*Excerpted passage:*
>> start

How to decode a new protocol

[The Robman]

But OEM codes are a new one to me. I presume they are part of the Misc data that John said shows up even in some decoded protocols. I'll look more at protocols.ini, though I find that very tough going.

In the case of Panasonic, when the OEM codes (which are just additional bytes of fixed data) are set a certain way, the protocol decodes as Panasonic, otherwise it will most likely decode as one of the other Kaseikyo variants.

you need to be flexible enough that when the next device comes along and those bytes are not zeroes, you're not screwed.

But as I'm not precognitive that flexibility has to remain in the mind rather than the protocol decode! At present (in my DecodeIR addition) those zeroes and the checksum formula are part of the way that the protocol is distinguished from others. So anything with different values there will show up again as unknown.

And because it shows up as unknown, the user who encounters it will post it here and I'll have to go through the whole exercise of decoding it again, unless I just happen to remember it from this post, which is unlikely. Whereas, if the decode was more flexible, I wouldn't have to do all that extra work.

I understand that the current DecodeIR / IR.exe setup is limited to just 2 device codes, so I guess I'm asking for that to be more flexible.

[The Robman]

Generally speaking, whenever you see more than 8 bits of variable data, it's a good idea to look for a checksum...

>> end

*Data:*
>> start

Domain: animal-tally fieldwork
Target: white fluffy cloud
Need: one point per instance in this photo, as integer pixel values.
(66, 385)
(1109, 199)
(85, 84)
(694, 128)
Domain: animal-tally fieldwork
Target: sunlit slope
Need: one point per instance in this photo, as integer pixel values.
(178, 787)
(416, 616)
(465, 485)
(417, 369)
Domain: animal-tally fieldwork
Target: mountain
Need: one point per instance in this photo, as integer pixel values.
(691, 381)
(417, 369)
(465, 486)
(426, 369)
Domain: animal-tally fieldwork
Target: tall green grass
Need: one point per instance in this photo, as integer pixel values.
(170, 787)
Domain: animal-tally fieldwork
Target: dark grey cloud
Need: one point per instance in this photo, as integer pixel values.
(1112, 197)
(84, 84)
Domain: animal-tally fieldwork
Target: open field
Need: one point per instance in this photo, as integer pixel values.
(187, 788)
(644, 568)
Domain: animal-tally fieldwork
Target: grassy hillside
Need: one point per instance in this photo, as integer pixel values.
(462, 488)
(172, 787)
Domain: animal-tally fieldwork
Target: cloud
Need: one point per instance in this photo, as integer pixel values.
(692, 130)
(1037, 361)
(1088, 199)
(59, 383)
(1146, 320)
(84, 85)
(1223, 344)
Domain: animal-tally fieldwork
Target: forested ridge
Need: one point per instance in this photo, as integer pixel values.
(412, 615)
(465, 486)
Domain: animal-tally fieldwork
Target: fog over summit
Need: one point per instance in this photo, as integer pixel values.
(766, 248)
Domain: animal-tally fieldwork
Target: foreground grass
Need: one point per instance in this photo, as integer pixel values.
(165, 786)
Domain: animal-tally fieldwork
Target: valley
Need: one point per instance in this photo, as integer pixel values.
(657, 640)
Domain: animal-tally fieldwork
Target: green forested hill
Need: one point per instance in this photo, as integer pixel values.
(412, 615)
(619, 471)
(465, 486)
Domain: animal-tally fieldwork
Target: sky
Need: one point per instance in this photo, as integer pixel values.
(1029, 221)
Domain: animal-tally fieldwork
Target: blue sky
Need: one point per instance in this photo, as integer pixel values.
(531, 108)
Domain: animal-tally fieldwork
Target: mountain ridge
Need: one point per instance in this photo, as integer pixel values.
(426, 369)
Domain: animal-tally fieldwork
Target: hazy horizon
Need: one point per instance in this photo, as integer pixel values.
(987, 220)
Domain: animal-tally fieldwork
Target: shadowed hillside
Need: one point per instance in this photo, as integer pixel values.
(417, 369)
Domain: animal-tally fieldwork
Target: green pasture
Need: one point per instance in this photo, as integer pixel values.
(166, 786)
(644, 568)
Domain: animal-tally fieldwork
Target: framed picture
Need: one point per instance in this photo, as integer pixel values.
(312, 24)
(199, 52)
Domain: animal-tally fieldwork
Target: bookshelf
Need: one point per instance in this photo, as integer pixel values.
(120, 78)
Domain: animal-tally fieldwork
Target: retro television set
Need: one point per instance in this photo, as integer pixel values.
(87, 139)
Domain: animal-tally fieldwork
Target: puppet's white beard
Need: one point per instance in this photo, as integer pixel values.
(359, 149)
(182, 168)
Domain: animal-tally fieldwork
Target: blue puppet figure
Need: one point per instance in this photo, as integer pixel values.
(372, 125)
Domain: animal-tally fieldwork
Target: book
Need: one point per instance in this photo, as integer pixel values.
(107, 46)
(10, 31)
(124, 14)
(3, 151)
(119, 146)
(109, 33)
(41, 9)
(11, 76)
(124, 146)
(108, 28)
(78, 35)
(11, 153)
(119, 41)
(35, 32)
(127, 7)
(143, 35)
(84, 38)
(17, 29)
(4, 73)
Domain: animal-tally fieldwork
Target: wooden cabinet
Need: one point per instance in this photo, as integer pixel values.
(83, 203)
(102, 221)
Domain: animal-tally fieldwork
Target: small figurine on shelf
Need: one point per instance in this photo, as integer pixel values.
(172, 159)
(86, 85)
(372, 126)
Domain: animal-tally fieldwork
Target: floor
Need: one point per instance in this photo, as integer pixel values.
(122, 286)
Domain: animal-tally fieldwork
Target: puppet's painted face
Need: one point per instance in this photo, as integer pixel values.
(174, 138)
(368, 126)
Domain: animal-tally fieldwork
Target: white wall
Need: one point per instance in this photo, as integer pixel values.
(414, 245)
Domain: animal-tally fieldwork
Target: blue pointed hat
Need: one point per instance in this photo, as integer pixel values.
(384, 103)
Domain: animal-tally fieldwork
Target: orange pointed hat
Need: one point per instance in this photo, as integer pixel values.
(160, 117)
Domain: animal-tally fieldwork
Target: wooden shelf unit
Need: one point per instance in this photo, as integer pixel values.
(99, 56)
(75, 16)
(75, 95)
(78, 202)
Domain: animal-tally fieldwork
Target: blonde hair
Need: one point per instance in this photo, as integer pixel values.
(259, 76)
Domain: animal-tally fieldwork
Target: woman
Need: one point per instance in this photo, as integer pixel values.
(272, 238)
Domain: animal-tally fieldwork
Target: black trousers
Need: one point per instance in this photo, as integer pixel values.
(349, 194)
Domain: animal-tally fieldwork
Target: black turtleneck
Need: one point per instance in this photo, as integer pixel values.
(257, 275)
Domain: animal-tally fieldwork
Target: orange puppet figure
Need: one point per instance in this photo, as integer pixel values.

>> end

*What is asked:*
**a)** Answer these questions from the protocol-decoding thread, one answer per line, marked the same way:
(i) What are the Panasonic OEM codes described as?
(ii) In the DecodeIR addition, which two things currently distinguish the protocol from others?
(iii) How many device codes is the current DecodeIR / IR.exe setup limited to?
**b)** In the protocol-decoding thread, condense the paragraph beginning "And because it shows up as unknown" into one shorter sentence that keeps its main points.
**c)** Write the next part of the protocol-decoding thread, picking up after its final sentence.

*Responses for each task:*
**a)**
(i) Additional bytes of fixed data.
(ii) The zeroes and the checksum formula.
(iii) 2.

**b)** A signal that shows up as unknown will get posted, and the writer will have to decode it again unless they happen to remember this post, which is unlikely; a more flexible decode would avoid that extra work.

**c)**
Actually, it's not just for when there are more than 8 bits of variable data. I've recently decoded a couple of signals where there were only 8 variable bits, but I noticed that the last variable bit was always the complement of the previous bit, so in this case the OBC was only really 7 bits in length, followed by a 1-bit checksum.

In that case I would not suggest that you write assembler to handle it, instead you should handle it on the KM/RM side. But just knowing that it's there reduced the range of OBCs from 256 down to 128, which is good to know if you're intending to try all of them looking for discretes.

[mathdon]

And because it shows up as unknown, the user who encounters it will post it here and I'll have to go through the whole exercise of decoding it again, unless I just happen to remember it from this post, which is unlikely. Whereas, if the decode was more flexible, I wouldn't have to do all that extra work.

I understand that the current DecodeIR / IR.exe setup is limited to just 2 device codes, so I guess I'm asking for that to be more flexible.

This is where I need help, not in implementation but in what to implement. There is no other 40-bit "Gap" decode in DecodeIR, so I could make ANY 40-bit Gap code with a (16, -8) leadin show up as IODATA. Should I also check the 38k frequency and 550 base timing within 10%, say? I could make the two 7-bit zero bytes into OEM1 and OEM2 and make them display in the Misc field - or do so only if they are nonzero, which in present circumstances would be neater. But what about the checksum? I want to check its validity but I suspect the formula could be different with nonzero OEM1 and OEM2. My decode at present XORs three nibbles, the high and low nibbles of F and the check nibble C, and tests that the result is 1 (ie binary 1000 interpreted in lsb format). I could append this XOR result to the protocol name, so the present one would show up as IODATA-1. Then any 40-bit Gap protocol would decode as IODATA-x for some x, and if all the x's turn out to be different for someone's remote then we could rethink the checksum formula but at least would have a starting point.

Is this the sort of thing you mean? It might not be the best precognition but it would be a start.
__________________
Graham

[johnsfine]

This is where I need help, not in implementation but in what to implement.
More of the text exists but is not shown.